- _Task requirements_: Lines holding the string "Target": copy each one from the listing below.

- _Dataset records_:

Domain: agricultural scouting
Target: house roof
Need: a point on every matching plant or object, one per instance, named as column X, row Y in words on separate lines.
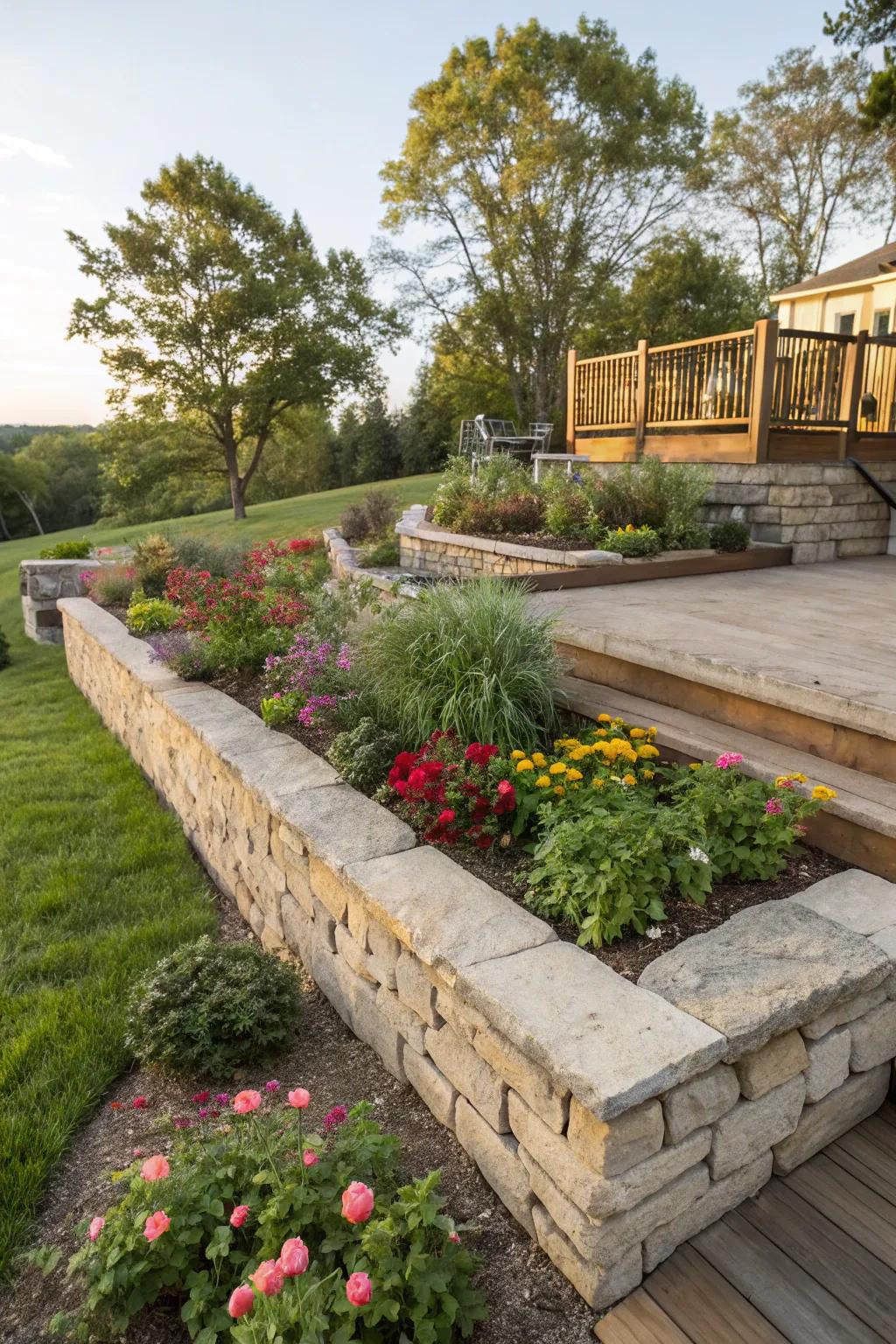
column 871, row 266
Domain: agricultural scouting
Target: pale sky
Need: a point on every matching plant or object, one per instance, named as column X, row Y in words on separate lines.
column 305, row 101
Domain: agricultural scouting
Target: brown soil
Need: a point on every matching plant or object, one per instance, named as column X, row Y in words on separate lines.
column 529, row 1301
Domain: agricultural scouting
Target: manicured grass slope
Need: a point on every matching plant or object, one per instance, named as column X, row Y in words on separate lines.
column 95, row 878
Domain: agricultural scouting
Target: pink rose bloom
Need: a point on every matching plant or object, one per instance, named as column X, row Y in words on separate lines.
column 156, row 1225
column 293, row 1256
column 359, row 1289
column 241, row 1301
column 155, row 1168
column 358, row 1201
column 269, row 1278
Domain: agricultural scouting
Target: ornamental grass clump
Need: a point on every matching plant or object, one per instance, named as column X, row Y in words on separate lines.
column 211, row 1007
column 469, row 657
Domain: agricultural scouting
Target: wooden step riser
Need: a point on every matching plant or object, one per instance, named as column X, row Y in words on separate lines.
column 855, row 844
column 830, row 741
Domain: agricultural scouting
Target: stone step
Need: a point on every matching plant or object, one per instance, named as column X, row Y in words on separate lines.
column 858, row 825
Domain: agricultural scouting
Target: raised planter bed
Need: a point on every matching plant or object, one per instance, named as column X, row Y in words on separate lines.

- _Answer to this task_:
Target: house roof
Target: pale sky
Target: brown soil
Target: manicured grass slope
Target: pink rose bloom
Target: ornamental grass clump
Target: wooden step riser
Target: stone step
Target: raised planter bed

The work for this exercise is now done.